◆ **INSTRUCTION**
Write out the material again exactly, please, and omit the pictures.

◆ **DATA SECTION**
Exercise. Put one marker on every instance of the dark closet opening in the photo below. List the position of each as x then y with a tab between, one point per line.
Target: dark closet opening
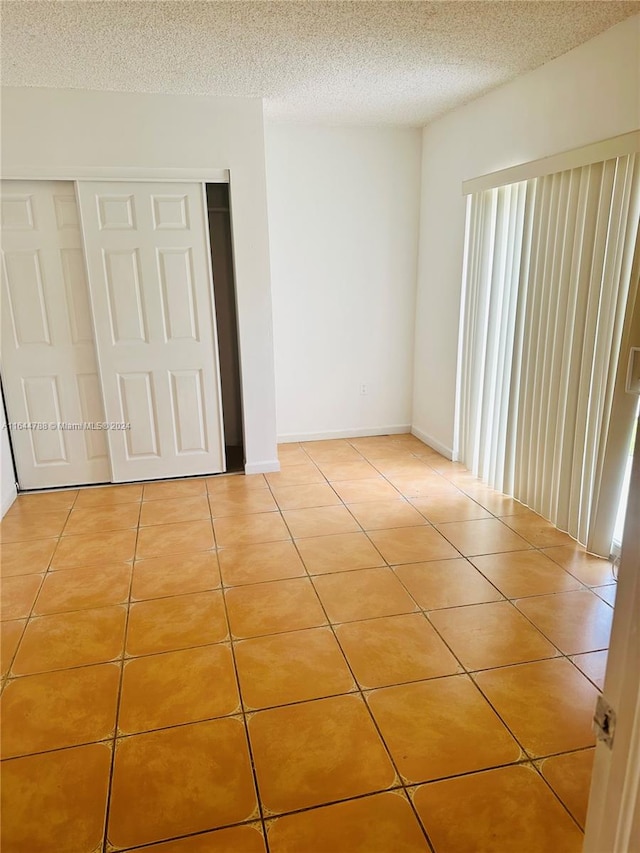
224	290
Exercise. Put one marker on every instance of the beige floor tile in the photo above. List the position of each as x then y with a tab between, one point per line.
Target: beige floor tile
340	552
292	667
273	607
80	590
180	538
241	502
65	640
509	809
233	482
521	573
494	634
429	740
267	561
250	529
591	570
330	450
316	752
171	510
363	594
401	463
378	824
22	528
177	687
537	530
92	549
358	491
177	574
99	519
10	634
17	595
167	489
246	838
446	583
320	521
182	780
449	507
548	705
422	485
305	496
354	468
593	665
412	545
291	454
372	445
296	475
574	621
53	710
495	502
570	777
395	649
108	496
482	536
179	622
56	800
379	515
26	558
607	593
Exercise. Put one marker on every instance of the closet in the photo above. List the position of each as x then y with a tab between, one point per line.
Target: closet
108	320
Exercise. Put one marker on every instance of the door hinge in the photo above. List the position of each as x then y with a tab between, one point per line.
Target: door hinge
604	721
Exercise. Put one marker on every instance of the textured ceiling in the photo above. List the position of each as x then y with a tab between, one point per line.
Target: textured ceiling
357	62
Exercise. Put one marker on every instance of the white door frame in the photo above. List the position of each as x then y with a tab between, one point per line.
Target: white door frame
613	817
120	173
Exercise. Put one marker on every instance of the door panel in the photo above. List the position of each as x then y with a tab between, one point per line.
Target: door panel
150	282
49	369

◆ **TASK ANSWER**
Exercise. Put one marker on every instance of the dark closet opening in the photo below. List the position of each as x then y with a tab between, one point per line.
Target: dark closet opening
224	290
Exercise. Put one marker on every instance of the beige floor tile in the photo above. List the position of each as x then y with a tab between, one point per line.
Target: beige floor tile
340	552
292	667
273	607
80	590
180	538
241	502
65	640
509	809
233	482
521	573
494	634
429	740
267	561
250	529
591	570
330	450
316	752
171	510
363	594
401	463
378	824
22	528
177	687
537	530
92	549
358	491
177	574
99	519
10	634
17	595
167	489
246	838
446	583
320	521
182	780
449	507
548	705
422	485
305	496
354	468
593	665
412	545
291	454
372	445
296	475
574	621
53	710
495	502
570	777
395	649
108	496
482	536
179	622
56	800
379	515
26	558
607	593
Exercise. Put one marker on every instance of the closet in the photo above. List the position of each as x then y with a tab between, one point per line.
Target: closet
108	320
Exercise. Put one marker on every instance of the door hinge in the photo above. List the position of each as x then y with a tab between, one point per line.
Target: door hinge
604	721
Exercise. Put one marker on every instance of the textured ceiling in the photo above. List the position of each as x then y with a tab between, one point per line.
Target: textured ceiling
357	62
Exercise. Put one marker on every instance of the white door frame in the photo above. List the position of each as x then y with a tab between, one point per line.
Target: white door frame
613	817
120	173
Exercise. Put one marker on every instance of the door panel in the photo above. List the position of each as x then y with a tab between, one point per line.
Target: door panel
150	282
49	369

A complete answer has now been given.